Records for processing.
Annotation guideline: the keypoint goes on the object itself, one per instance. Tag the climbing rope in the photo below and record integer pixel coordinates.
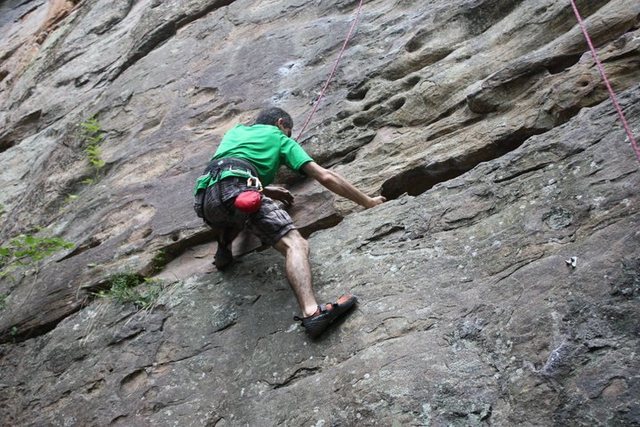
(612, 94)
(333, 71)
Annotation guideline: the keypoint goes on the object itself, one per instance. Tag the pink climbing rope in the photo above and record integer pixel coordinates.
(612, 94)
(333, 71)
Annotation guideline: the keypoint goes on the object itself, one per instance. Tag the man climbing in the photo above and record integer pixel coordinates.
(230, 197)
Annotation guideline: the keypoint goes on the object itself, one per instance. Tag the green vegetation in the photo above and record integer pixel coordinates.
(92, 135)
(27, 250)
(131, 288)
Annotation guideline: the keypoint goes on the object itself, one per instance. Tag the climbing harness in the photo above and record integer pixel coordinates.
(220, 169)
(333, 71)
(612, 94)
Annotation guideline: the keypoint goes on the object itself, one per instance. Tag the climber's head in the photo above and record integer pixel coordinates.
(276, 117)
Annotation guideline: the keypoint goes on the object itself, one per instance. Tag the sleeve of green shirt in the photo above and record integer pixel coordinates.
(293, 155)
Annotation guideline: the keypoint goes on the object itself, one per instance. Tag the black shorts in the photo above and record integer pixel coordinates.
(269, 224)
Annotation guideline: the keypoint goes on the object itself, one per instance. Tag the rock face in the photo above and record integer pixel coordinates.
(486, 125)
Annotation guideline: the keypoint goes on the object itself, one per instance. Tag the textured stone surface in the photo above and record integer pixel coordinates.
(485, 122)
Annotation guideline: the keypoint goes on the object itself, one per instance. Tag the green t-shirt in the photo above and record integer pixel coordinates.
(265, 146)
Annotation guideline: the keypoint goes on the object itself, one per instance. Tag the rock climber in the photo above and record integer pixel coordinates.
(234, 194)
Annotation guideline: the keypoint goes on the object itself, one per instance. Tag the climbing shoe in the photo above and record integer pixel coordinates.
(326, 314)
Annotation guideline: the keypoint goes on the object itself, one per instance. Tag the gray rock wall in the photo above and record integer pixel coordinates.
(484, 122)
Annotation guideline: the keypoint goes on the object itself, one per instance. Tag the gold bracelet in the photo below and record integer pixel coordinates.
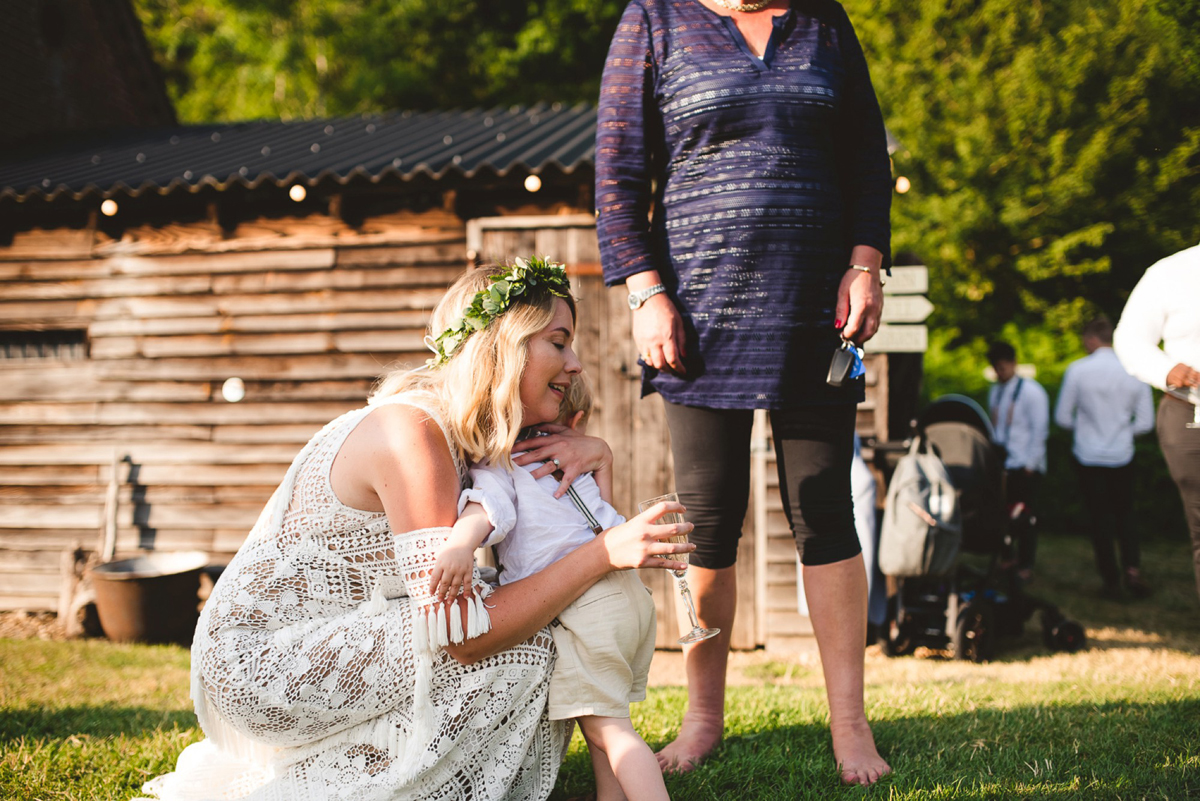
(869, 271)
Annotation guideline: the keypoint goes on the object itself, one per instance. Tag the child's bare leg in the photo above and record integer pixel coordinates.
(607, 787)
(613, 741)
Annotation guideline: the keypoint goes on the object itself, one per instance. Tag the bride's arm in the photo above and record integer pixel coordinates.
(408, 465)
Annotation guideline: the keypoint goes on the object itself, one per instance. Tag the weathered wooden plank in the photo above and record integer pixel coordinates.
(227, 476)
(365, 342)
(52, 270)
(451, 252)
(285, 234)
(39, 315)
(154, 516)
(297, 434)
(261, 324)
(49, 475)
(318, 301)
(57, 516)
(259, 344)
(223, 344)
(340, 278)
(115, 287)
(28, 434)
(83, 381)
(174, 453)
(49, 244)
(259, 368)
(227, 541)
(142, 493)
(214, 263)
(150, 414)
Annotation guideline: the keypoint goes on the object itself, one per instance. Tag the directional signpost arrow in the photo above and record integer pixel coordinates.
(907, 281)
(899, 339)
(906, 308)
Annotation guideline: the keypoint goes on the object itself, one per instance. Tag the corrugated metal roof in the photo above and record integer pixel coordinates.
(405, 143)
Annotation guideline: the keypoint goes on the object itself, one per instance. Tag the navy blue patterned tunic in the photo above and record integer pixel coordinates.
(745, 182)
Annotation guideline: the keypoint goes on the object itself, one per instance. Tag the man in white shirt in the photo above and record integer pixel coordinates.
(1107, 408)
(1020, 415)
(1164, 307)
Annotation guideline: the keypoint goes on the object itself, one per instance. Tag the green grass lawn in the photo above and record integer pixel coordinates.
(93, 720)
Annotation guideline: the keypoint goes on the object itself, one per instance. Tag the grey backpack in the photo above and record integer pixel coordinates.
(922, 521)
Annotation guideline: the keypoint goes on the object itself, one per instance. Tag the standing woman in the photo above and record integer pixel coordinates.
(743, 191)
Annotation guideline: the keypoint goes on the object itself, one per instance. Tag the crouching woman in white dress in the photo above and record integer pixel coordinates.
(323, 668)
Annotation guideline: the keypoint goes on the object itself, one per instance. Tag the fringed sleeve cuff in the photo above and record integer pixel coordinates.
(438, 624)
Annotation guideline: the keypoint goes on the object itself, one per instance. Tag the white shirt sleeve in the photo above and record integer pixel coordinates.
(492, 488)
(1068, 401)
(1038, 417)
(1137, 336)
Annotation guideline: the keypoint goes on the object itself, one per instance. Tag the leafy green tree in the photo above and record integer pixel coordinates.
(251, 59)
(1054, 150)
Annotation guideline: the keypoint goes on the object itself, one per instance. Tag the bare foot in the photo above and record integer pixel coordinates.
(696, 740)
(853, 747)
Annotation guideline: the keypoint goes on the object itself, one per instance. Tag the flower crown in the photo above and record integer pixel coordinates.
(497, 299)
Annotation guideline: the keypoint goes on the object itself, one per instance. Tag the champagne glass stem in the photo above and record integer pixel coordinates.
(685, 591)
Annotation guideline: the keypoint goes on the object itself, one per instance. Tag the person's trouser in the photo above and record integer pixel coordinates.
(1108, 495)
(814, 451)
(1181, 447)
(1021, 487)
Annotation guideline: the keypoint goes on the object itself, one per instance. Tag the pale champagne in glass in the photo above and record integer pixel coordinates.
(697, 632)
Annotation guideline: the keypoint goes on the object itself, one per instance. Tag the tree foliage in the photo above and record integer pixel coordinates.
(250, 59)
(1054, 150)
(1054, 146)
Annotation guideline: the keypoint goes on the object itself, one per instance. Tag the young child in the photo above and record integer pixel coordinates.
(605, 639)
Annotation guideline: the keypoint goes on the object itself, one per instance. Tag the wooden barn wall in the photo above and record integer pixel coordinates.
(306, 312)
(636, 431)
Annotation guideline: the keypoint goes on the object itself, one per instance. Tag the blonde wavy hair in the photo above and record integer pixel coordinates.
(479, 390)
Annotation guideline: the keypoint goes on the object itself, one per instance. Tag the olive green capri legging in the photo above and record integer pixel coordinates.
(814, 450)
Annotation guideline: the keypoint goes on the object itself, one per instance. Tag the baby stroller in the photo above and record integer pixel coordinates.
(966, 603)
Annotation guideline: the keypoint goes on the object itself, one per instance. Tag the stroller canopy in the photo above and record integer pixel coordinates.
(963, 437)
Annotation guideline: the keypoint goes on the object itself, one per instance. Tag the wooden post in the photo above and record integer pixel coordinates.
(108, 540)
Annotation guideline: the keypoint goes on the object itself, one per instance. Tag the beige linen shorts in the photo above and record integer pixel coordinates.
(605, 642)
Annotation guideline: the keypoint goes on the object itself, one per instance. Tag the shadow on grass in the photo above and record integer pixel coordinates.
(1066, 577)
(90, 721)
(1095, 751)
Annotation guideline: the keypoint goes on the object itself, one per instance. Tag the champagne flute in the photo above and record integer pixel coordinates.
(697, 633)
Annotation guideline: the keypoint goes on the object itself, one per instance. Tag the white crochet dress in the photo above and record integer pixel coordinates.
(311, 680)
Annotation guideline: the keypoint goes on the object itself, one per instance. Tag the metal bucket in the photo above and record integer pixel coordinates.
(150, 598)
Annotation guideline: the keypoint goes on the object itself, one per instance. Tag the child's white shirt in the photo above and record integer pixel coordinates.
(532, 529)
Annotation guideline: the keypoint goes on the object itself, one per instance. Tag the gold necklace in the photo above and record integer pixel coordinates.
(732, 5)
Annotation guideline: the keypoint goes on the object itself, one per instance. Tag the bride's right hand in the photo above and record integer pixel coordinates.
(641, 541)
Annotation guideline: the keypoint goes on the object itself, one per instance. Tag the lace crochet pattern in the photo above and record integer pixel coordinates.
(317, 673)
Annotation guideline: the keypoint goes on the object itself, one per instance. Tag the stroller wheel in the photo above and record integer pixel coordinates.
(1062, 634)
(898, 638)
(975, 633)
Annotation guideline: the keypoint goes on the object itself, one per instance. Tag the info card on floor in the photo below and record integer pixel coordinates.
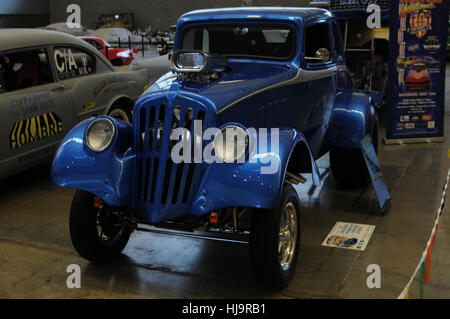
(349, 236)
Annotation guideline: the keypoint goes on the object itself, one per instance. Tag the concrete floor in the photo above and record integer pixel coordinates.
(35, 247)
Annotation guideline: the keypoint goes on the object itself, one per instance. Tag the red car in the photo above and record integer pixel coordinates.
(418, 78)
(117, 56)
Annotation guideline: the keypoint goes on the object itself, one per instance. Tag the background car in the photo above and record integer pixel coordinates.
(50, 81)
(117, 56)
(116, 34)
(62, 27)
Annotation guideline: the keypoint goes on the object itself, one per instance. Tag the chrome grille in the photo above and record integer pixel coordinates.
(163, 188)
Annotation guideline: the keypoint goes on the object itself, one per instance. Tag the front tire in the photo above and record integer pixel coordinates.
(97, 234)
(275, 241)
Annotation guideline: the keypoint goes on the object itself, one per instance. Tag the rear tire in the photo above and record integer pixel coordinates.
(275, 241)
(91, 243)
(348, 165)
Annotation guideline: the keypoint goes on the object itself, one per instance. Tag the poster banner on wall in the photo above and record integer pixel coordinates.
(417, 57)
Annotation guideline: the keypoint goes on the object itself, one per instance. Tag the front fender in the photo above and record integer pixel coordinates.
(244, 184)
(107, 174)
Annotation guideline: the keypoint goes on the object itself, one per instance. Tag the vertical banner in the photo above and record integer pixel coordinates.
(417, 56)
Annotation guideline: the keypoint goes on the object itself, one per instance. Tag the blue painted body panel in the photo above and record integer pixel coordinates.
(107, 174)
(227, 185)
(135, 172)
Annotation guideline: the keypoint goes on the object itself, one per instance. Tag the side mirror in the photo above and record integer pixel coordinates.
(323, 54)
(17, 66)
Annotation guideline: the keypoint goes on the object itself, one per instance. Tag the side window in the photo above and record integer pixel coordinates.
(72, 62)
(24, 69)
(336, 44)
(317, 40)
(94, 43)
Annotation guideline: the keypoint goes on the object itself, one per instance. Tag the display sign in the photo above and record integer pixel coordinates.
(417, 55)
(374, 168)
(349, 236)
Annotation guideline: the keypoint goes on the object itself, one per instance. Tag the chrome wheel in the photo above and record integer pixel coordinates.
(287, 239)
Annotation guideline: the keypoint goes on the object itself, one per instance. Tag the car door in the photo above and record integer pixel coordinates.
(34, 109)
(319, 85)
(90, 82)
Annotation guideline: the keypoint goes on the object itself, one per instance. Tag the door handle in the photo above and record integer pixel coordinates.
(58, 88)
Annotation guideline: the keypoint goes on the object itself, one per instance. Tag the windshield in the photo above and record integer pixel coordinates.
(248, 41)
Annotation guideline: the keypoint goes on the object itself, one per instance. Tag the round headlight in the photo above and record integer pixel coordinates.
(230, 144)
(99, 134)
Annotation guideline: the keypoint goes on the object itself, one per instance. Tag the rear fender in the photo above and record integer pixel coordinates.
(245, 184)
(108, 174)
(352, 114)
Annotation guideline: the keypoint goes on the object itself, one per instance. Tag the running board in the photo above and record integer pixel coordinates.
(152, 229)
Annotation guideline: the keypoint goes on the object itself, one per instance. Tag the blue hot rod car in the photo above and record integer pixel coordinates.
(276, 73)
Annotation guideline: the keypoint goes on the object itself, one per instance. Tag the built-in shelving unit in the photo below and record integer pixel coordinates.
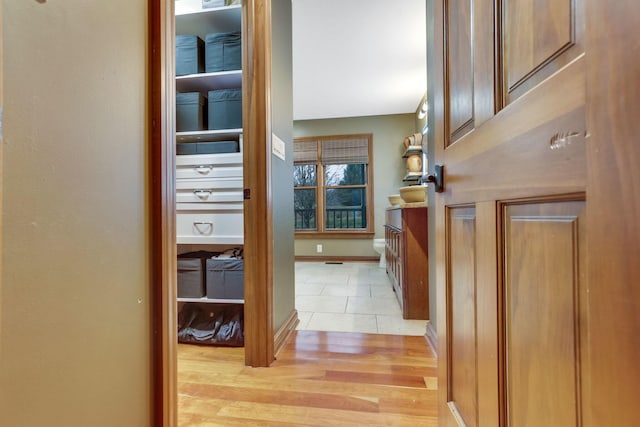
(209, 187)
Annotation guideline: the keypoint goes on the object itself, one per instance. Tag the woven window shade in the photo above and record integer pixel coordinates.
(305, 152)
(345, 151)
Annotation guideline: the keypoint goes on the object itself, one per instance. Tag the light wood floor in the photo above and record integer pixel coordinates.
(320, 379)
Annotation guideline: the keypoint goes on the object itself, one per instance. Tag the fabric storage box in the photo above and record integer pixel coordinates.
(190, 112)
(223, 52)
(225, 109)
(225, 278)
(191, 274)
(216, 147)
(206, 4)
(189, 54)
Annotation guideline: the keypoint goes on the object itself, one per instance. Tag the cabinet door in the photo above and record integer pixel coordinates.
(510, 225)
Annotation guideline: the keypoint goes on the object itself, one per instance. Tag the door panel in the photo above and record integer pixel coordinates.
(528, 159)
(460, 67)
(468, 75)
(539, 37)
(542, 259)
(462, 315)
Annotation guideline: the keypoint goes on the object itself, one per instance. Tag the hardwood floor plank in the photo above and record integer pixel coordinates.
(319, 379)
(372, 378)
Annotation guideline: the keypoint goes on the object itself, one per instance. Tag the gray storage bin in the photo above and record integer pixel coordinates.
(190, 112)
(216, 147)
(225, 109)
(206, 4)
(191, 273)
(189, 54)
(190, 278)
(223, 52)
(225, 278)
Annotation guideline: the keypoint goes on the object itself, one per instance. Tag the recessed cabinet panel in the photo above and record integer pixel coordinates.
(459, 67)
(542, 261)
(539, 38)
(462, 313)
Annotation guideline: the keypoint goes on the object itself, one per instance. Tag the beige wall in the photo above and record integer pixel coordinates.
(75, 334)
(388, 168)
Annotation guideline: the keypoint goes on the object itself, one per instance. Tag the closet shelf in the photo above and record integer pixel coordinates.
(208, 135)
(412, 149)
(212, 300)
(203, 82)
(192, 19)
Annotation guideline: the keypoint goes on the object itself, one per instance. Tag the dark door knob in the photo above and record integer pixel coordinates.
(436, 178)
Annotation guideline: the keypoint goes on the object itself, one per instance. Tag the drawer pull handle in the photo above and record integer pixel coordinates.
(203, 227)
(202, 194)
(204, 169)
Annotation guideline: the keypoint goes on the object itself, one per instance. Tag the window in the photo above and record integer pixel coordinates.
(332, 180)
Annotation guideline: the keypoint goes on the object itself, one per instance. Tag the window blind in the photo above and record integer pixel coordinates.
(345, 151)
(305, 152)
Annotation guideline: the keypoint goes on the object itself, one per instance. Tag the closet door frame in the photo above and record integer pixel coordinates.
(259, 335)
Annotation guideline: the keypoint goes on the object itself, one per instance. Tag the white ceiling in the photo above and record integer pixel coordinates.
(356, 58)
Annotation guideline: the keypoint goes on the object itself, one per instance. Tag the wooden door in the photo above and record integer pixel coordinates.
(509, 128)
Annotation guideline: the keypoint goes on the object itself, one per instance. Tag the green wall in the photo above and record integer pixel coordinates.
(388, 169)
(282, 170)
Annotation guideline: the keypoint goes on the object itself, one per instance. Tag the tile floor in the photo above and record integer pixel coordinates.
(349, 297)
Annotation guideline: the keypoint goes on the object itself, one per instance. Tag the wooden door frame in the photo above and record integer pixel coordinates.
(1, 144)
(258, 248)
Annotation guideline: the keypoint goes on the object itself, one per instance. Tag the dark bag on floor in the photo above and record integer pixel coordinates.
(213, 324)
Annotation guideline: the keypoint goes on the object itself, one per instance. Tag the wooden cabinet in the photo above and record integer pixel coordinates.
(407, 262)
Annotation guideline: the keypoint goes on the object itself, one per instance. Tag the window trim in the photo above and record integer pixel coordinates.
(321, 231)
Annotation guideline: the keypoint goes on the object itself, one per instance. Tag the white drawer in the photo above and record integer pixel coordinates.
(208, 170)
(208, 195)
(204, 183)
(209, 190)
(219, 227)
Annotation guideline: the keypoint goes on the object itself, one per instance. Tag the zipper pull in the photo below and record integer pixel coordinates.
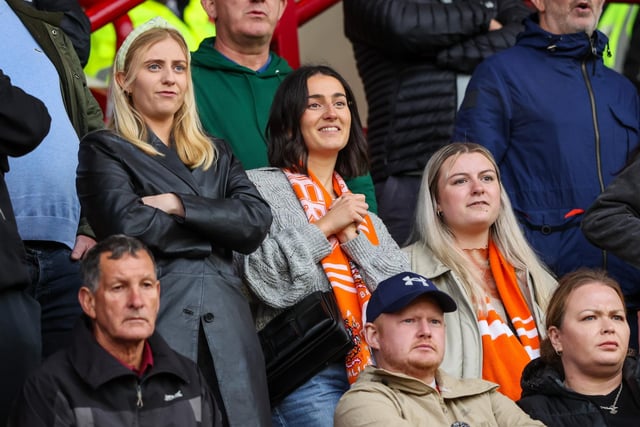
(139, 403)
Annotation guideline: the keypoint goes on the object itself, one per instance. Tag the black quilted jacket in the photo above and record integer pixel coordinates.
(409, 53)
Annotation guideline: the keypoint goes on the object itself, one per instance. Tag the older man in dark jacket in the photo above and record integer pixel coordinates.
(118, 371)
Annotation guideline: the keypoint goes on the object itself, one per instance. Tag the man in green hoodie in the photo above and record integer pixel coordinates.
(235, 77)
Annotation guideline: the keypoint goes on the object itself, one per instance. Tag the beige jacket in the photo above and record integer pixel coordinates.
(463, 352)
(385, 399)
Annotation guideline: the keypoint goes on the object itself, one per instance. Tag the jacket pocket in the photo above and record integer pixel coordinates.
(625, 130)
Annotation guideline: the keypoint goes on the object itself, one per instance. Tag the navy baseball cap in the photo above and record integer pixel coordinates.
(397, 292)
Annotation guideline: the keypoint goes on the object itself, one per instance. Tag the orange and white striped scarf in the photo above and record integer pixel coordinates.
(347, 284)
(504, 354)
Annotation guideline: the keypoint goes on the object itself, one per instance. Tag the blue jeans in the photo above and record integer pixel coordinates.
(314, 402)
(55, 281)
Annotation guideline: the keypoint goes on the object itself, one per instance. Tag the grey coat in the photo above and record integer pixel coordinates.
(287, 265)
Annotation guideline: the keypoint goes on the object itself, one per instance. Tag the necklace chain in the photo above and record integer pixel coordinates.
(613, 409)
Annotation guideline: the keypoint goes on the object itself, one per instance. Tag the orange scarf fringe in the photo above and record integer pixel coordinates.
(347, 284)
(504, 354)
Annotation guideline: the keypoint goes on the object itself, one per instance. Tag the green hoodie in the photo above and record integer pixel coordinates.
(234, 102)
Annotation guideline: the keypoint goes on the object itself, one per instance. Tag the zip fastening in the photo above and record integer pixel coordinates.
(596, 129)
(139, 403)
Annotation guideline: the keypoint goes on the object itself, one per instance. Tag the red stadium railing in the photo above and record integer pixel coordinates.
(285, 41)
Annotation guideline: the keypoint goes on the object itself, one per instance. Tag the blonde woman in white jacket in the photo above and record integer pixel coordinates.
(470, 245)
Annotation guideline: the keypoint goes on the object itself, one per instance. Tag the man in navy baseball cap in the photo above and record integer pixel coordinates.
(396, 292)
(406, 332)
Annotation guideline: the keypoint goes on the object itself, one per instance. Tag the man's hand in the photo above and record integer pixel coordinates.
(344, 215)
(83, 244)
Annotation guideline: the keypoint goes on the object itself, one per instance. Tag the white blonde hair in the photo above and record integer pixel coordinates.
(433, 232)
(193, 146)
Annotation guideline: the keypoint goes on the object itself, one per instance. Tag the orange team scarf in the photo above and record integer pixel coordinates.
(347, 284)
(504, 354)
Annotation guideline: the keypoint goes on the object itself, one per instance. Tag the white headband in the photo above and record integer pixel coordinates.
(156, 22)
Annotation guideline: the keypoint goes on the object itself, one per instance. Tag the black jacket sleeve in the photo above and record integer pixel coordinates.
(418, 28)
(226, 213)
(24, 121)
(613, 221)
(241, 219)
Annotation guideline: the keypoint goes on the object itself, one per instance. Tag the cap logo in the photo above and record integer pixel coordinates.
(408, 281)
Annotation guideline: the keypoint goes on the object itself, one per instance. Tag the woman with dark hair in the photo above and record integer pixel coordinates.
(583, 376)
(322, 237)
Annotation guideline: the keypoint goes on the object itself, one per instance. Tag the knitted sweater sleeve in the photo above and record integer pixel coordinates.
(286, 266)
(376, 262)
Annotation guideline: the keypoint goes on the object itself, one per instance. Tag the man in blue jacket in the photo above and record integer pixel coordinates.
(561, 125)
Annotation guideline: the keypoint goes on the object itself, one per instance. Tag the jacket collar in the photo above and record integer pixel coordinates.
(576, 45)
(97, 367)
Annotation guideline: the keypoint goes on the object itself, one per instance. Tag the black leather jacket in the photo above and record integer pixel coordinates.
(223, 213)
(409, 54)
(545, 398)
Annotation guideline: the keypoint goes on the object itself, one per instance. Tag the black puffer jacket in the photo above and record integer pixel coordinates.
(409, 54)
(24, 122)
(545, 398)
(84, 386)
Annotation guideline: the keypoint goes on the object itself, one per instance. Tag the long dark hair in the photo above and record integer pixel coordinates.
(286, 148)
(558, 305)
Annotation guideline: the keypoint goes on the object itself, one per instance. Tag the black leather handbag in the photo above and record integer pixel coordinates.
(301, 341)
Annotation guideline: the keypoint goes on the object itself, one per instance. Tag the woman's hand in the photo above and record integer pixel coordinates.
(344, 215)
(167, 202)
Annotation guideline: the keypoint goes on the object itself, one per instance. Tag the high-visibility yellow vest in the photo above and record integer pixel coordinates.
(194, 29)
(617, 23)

Aim of the task.
Repeat, with no changes, each line from the one with "man in blue" to the end of the listing, including both ends and nothing else.

Final result.
Annotation guideline: the keypoint goes on the object itself, one per instance. Tag the man in blue jacket in the photo above and record integer pixel coordinates.
(561, 125)
Annotation guideline: the keypoint goes on the object itself, one per instance. Tag the jacket collar in the photo above and record integer pixel coordinates.
(576, 45)
(97, 367)
Annotation guideline: the keypoint goes on the object itself, one per instance. Tag the black leather jacket in the photo above and record integer pixel coordinates.
(223, 213)
(409, 54)
(545, 398)
Annotation guideline: the keypoint goes on the object itself, one per instance. Tag the black puffer jacket in the photo above and record integer pixel coordinates.
(409, 54)
(24, 122)
(545, 398)
(84, 386)
Annotation guideline: the keypoint goes on the object itself, one per instance. Tag the long dark hair in the photo above and record integer pixel coordinates.
(286, 148)
(558, 305)
Annotation guideline: the keypoint goes on the object itself, one per instance. Tag the black leather handbag in the photo above and record integer pixel coordinates.
(301, 341)
Annotation guideline: the keypoint goes on the object itself, one per instance. Tag the woman's hand in the photo above and record integer pixel coordinates.
(344, 215)
(167, 202)
Annotation guideline: the keypoint goes on the object itself, one per instance. Tag the high-visibility yellow vest in the photo above and record integer pixel coordinates.
(194, 29)
(617, 23)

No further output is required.